*** Records to process

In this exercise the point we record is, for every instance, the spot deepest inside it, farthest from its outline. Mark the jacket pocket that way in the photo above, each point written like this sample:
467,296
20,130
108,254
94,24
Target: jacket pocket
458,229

******

## Request
Scale every item above by a factor of 0.5 and rewrite all of its lines, including each request. Halve only the coordinates in the answers and round each result to a whole number, with halves rounding up. Leave the request text and its format sample unchanged.

## Output of the task
In this exercise the point we record is, for every instance, the spot deepest inside it, farthest from its outline. Mark the jacket pocket that way in the photo above, each point written like this sample:
467,296
20,130
108,254
94,24
Target: jacket pocket
229,115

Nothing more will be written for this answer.